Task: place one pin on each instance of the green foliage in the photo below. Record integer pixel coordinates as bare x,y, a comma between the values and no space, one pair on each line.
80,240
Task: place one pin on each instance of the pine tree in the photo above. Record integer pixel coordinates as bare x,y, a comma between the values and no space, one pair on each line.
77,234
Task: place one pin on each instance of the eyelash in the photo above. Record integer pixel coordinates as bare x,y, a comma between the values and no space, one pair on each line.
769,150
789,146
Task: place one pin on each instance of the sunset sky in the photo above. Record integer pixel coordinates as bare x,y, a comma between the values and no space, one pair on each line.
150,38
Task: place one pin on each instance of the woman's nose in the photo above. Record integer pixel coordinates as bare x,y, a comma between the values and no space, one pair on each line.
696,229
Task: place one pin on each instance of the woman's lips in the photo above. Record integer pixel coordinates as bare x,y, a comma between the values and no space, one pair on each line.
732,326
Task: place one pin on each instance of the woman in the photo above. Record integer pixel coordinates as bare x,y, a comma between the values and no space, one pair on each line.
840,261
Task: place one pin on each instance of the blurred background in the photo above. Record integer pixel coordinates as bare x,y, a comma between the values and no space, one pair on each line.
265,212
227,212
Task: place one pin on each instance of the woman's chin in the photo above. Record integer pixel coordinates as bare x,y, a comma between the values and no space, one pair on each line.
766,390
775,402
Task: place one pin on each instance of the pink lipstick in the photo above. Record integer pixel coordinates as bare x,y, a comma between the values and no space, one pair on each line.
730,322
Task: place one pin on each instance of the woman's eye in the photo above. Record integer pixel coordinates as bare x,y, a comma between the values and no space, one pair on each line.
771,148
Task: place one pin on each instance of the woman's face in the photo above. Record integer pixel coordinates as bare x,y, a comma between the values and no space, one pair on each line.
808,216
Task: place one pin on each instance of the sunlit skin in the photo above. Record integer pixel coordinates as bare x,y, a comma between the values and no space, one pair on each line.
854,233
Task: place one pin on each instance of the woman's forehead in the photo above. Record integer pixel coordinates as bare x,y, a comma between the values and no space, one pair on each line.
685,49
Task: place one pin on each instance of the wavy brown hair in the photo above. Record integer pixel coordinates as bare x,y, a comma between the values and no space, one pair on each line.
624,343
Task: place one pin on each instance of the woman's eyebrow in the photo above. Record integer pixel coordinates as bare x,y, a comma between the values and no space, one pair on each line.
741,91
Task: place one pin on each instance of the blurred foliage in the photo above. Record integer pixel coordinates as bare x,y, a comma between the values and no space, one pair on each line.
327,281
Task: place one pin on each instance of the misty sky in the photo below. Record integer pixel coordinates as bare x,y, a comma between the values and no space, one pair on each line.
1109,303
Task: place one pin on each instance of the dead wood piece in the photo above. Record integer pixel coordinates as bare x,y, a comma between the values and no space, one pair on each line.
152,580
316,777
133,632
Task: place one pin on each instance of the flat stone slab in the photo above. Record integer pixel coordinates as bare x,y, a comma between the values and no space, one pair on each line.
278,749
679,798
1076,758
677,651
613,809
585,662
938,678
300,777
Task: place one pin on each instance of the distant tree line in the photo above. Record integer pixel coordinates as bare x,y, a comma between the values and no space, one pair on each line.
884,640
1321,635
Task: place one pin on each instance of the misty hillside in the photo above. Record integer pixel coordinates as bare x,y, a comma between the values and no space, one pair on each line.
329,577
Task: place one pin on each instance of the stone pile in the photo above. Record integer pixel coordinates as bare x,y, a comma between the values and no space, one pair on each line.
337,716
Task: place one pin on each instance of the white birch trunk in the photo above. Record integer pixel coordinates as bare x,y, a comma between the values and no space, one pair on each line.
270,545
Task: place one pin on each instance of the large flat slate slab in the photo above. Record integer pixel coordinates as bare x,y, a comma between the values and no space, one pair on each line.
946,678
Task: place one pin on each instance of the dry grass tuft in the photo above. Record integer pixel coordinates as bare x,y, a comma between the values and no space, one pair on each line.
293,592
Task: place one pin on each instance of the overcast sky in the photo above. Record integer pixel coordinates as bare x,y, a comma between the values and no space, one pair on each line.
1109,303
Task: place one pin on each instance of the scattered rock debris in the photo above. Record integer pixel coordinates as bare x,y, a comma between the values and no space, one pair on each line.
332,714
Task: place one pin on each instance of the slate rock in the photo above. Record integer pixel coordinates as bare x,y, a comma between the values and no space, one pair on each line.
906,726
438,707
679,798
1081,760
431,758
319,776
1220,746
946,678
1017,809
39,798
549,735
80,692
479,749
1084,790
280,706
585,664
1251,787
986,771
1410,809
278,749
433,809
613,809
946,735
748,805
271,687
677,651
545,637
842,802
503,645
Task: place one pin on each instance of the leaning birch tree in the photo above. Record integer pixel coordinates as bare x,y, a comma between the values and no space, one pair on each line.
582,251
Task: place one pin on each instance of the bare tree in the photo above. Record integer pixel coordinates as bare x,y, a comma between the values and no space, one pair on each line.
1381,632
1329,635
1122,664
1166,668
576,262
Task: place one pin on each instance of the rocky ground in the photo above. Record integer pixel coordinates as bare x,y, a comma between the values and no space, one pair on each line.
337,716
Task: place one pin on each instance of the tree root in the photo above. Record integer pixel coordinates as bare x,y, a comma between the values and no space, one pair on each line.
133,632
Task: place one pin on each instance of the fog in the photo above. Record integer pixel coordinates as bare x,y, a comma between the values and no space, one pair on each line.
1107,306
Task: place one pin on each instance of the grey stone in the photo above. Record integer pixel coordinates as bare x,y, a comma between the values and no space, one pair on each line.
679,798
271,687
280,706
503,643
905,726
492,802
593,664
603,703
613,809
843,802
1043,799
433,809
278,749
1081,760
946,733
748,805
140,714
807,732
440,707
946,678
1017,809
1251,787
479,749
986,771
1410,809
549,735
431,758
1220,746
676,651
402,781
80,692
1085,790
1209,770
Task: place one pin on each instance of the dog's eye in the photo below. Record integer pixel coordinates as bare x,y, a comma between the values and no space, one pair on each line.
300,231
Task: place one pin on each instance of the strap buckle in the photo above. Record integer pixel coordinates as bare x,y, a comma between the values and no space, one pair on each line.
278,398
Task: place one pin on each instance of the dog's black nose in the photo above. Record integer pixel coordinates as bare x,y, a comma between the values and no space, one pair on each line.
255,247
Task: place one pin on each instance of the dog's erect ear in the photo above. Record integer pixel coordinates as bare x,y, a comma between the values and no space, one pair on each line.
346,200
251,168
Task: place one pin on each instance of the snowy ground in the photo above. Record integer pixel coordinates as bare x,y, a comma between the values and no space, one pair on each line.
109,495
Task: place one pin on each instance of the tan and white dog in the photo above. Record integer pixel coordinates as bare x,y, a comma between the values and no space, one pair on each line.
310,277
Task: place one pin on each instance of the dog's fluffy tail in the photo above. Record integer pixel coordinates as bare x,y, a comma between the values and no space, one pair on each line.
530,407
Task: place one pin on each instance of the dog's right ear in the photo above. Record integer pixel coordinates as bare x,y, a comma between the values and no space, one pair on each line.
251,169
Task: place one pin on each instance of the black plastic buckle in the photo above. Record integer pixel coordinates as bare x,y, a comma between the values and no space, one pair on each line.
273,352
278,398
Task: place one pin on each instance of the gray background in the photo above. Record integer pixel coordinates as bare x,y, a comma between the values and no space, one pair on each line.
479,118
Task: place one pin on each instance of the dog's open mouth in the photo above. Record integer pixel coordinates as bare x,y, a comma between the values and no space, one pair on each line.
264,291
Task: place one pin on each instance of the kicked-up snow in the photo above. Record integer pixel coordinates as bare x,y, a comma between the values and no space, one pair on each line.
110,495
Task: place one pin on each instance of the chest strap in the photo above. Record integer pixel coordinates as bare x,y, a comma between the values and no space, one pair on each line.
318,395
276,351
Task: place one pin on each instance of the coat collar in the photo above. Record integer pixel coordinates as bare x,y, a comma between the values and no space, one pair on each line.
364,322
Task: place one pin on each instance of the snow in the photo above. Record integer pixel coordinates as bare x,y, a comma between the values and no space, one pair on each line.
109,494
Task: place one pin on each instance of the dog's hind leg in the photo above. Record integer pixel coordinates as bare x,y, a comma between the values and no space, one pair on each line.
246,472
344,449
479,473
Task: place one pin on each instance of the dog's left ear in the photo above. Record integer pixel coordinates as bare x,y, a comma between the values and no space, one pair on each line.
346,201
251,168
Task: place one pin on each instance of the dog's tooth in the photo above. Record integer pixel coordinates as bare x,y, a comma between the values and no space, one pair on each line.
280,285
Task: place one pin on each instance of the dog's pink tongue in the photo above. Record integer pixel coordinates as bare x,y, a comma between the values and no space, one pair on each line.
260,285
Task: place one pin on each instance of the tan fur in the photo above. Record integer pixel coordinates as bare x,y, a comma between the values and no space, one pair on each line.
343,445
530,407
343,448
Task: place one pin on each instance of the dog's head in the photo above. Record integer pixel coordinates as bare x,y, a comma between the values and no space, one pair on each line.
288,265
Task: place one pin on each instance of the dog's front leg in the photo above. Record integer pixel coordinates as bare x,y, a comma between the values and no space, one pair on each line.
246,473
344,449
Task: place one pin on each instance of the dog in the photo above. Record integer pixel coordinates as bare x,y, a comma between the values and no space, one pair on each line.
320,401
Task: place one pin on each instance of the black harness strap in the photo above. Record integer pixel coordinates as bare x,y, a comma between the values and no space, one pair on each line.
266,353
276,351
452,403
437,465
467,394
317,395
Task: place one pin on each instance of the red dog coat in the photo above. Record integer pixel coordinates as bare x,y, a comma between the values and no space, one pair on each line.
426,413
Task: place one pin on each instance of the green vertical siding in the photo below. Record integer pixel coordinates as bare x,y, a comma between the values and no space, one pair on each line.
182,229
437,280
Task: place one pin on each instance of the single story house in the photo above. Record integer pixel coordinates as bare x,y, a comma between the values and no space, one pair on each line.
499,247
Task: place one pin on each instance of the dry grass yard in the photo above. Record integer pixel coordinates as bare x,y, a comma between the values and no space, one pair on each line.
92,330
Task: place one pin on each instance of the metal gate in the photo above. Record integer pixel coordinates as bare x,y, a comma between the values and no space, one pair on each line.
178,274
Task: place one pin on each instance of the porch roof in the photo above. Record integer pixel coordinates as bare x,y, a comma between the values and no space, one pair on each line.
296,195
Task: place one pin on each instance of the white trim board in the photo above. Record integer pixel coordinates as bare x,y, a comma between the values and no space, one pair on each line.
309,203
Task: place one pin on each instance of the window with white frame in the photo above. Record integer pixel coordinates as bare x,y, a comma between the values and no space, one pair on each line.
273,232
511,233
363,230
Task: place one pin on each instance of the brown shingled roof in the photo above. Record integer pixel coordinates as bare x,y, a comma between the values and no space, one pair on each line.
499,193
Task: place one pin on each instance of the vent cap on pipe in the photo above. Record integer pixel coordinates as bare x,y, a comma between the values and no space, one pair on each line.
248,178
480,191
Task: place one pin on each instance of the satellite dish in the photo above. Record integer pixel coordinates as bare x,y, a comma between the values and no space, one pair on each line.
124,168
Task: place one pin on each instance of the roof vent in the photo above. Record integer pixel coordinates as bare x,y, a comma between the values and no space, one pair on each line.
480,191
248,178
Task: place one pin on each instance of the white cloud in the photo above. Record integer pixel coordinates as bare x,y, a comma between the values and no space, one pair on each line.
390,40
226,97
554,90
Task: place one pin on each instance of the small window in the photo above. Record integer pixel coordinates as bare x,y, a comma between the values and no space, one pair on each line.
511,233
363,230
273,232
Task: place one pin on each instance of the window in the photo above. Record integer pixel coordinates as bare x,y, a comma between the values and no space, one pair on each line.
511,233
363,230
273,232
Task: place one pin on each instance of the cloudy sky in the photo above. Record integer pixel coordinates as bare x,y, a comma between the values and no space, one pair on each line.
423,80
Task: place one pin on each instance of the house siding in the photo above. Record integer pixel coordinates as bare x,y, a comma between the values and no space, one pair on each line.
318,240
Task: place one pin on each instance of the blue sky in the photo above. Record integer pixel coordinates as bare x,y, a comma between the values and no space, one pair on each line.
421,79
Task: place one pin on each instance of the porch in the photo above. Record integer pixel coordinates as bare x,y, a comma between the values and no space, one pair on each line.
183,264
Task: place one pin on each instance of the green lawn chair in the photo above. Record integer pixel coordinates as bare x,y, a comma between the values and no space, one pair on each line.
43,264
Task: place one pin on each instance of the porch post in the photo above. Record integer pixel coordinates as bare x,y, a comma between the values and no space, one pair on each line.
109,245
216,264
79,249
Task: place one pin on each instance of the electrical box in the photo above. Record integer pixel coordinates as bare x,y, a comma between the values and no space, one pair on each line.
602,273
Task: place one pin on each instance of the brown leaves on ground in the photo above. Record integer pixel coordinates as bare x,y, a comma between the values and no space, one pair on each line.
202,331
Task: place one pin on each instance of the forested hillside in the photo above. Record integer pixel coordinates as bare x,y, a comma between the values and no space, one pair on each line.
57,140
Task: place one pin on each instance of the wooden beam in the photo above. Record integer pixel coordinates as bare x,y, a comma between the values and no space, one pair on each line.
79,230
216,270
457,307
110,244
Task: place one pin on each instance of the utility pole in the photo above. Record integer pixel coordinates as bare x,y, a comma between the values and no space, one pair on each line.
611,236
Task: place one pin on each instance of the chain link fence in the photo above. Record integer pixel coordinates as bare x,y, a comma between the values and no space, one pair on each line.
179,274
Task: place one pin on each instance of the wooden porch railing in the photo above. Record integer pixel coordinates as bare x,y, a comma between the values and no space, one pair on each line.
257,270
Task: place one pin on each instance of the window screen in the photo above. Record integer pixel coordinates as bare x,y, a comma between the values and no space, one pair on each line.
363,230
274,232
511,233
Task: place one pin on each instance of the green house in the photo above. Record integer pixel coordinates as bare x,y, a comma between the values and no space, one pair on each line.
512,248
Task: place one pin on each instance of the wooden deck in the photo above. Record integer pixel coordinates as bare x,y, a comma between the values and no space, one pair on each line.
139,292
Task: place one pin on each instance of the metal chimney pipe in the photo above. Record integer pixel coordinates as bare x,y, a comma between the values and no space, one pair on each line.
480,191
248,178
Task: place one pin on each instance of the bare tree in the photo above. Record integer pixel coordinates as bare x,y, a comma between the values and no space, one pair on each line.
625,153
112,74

──────────

| Exercise |
The lines from the one holding "Task: place one pin on each instance of the window screen" to the final line of the entries, both included, are what should be output, exactly and alone.

| Solution to the exercise |
Task: place one pin on each instance of the window screen in the photo above. Record integer pixel coordinates as bare x,y, a comma between the values and no space, one pair on each line.
363,230
274,232
511,233
Task: place one pin on each instance of the green house in the photo above. Record integer pixel coordinates as bare x,y, a comma between the values and no space, one pair on each line.
512,248
Task: place one pin on each instance of the wooden deck in the photo above. Record integer pixel coordinates as bare x,y, a comma between the values and no space, one pair on each line.
139,292
Task: place one pin on each instance of the metal chimney pipe in the photo above. Record integer pixel coordinates as bare x,y, a comma between the values and no space, one pair on each line.
480,191
248,178
Task: place one pin on each instance of the bare tree in the photo above. Record integer pixel coordinates as bare x,y, a comma between the values and no space, one pair on each line.
625,153
112,74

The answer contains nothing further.